* [What to produce]
Update the lines below by replacing "pixel coordinates" with "image coordinates" and leaving everything else unchanged. Omit the pictures from your answer.

* [Data in this exercise]
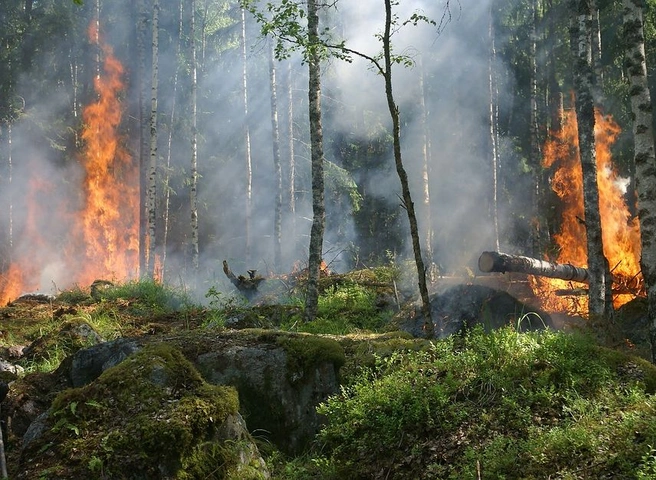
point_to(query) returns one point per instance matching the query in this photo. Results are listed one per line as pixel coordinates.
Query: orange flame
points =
(102, 239)
(109, 219)
(620, 231)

* [Complete output]
point_to(query) returns one point per instance matching the query in this photo. Results are listed one per line as image coordinates.
Query: orange flame
points =
(102, 239)
(109, 219)
(620, 231)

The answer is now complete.